Un (corona)virus para bajarnos a todos (del mundo)

por Eduardo Flores

 

 

Mientras escribo estas líneas se inflaman las calles de aplausos.

Las aceras han sido abandonadas, sin embargo. Una patrulla de la local circula a velocidad anormalmente reducida. La noche cae en esta segunda jornada de cuarentena. Hasta en las redes sociales se navega sobre aguas en calma chicha. Es como en La línea de sombra, de Joseph Conrad. No hay, empero, nada de trágico en el momento. Bien al contrario, celebramos una especie de íntima festividad. Como cumplido el deseo en forma de meme, el mundo se ha detenido para que podamos bajarnos.

Se podría decir que lo hemos hecho gustosos.

La intrusión del 2019-nCoV en nuestro día a día no empezó con buen pie. Se construía un inmenso hospital de urgencia en China y aquí, en el Occidente, decidimos venderlo de cualquier hechura. El tertulianismo de baratillo decidió ponernos en el palo con una venta al por mayor bien inexacta. Todavía estábamos sanotes.

Pero cantó la gallina. En cuanto subió la fiebre en Lombardía se afilaron nuestras orejas. Y claro, no lo podíamos saber. En el baratillo de la información, donde vender prima sobre la vida de las personas, se ignoraba sin complejos lo contagioso de la ignorancia. Ya estábamos enfermos, no era un virus. Y lo peor estaba por llegar.

Lorenzo Milá puso pie en pared cuando menos lo esperábamos, clavando una pica de tranquilidad desde Italia. La capital del Reino estornudó entonces. Y una vez más, un señor cuyo nombre olvidamos de una vez para otra, Fernando Simón –no en vano director del Centro de Coordinación de Alertas y Emergencias Sanitarias, epidemiólogo-, dijo aquí estoy yo. Para quien quisiera escuchar. Claro.

No todo el mundo lo quiso.

En esta noche de confinamiento todo esto ya es historia.

Porque por una vez en lo que me da el recuerdo de mi experiencia hemos sabido estar a la altura de nuestro futuro, que no es más que valorar el presente con cierta perspectiva.

La voz más aguardientosa y pesimista de mis adentros se resiste a aceptarlo.

Coño, en algún momento, justo en el preciso instante que precedió al estado de alarma impuesto por el gobierno, se nos alumbraron de súbito las entendederas. Los jueves, milagro.

Sin ser, precisamente, servidor de mis improbables, una criatura luminosa, tuve la fortuna de observar, con una especie de onanismo intelectual y respeto, un momento que siempre creí inalcanzable: se alzaba ante mí una forma de “cuñadismo” ilustrado; finalmente los mismos medios de los que rajaba unas líneas más arriba cumplían con cierto deber de servicio púbico.

¿Ver para creer? La cosa no queda ahí.

------------------------------------------------------------------------

**TAREAS DEL EJERCICIO:**
A. En la columna sobre el coronavirus, ¿qué cargo se atribuye a Fernando Simón?
B. Reproduce literalmente el pasaje de la columna sobre el coronavirus que empieza en las palabras "Coño, en algún" y termina después de "de servicio púbico.".
C. Prosigue la columna sobre el coronavirus y la cuarentena a partir de su última frase.

------------------------------------------------------------------------

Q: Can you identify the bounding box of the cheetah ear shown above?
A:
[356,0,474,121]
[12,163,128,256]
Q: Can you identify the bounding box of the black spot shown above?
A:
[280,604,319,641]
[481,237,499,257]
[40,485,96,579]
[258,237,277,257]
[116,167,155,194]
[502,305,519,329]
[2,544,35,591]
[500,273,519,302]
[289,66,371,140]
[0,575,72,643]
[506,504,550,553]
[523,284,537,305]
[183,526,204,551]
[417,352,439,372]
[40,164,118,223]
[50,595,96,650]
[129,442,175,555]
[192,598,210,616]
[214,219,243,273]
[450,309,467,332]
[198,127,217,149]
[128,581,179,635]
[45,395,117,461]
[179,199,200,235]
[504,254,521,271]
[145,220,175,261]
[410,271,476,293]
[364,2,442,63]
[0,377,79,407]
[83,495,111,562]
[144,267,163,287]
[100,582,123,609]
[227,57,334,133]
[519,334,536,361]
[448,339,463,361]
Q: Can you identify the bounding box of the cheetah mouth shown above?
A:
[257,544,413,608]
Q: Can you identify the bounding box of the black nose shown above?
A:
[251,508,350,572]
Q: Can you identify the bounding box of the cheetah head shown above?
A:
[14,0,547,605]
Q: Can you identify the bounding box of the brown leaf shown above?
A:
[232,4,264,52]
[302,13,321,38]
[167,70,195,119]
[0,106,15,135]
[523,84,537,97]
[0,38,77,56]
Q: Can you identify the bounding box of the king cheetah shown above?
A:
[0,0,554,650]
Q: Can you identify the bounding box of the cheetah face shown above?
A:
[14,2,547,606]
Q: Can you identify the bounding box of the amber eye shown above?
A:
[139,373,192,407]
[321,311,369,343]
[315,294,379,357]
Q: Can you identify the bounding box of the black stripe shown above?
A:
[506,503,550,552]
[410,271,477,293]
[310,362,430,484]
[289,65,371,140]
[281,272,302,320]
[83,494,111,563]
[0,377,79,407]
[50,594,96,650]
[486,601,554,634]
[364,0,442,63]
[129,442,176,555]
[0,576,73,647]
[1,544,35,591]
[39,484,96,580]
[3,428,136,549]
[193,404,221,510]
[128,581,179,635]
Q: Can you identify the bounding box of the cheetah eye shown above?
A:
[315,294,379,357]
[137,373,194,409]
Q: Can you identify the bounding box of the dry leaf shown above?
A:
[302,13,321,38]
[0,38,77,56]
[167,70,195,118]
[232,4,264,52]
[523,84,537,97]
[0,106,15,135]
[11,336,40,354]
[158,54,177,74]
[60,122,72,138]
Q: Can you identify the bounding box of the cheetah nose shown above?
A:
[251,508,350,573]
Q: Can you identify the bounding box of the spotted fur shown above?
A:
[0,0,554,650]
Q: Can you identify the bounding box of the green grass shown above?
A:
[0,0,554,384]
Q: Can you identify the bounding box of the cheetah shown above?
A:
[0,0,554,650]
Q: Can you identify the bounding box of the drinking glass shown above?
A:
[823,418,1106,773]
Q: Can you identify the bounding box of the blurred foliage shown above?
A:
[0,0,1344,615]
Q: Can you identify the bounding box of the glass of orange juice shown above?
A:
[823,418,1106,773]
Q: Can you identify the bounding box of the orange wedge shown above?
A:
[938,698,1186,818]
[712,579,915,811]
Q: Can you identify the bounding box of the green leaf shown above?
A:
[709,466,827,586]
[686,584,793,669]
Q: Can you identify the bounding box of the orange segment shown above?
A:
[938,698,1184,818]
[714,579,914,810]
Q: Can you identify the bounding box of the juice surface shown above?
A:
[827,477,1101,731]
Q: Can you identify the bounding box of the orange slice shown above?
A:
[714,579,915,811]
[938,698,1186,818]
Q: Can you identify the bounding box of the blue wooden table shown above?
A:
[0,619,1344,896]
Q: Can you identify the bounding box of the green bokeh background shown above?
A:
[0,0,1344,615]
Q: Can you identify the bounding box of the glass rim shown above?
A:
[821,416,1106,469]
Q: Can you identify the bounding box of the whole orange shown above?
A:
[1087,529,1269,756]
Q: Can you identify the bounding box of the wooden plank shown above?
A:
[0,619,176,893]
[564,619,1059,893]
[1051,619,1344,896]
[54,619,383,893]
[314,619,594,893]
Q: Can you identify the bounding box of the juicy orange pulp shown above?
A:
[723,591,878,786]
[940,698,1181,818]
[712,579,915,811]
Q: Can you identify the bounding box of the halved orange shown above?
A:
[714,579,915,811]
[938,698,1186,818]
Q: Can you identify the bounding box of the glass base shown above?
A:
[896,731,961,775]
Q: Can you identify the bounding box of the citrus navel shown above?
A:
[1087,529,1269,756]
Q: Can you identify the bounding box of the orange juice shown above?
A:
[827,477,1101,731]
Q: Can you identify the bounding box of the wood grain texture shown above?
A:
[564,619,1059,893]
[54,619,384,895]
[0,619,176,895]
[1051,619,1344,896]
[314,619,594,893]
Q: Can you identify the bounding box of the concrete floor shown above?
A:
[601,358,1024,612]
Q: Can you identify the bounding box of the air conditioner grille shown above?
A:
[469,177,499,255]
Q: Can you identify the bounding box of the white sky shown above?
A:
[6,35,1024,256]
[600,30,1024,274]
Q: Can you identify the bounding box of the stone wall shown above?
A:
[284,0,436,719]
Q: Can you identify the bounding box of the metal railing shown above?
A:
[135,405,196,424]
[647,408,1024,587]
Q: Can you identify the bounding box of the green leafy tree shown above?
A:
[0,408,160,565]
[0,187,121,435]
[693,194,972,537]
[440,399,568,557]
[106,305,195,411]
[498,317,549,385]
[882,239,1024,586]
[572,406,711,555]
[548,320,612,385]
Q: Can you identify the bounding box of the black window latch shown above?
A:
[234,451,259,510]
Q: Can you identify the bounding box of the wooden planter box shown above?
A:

------------------------------------------------------------------------

**RESPUESTAS:**
A. Director del Centro de Coordinación de Alertas y Emergencias Sanitarias, además de epidemiólogo.

B.
Coño, en algún momento, justo en el preciso instante que precedió al estado de alarma impuesto por el gobierno, se nos alumbraron de súbito las entendederas. Los jueves, milagro.

Sin ser, precisamente, servidor de mis improbables, una criatura luminosa, tuve la fortuna de observar, con una especie de onanismo intelectual y respeto, un momento que siempre creí inalcanzable: se alzaba ante mí una forma de “cuñadismo” ilustrado; finalmente los mismos medios de los que rajaba unas líneas más arriba cumplían con cierto deber de servicio púbico.

C.
En la barra de mis bares la parroquia departía, sorprendentemente desprovista de la autoridad y la vehemencia que camufla la estulticia predominante en estos contextos, sobre la situación que vivíamos con no pocos destellos de lucidez.

Que Paco “el trancas” confrontase la relativa gravedad del covid-19 con las medidas esperables para paliar el colapso de nuestro sistema sanitario me reconciliaba con la especie. A ver cuánto dura.

En la noche tras mis ventanales hace poco que callaron los aplausos que alababan y arengaban a los muchos profesionales encargados de ayudarnos a superar esta crisis sanitaria, el empellón de realidad.

Hemos parado el mundo, y no sólo por un imperativo gubernamental. Se nos han proporcionado las armas que se forjan con la información, el sentido común y una medida justa de acojone. Lo hacemos porque hoy sí sabemos que es un deber moral. Y, de extraña y romántica manera, añadiría, por amor.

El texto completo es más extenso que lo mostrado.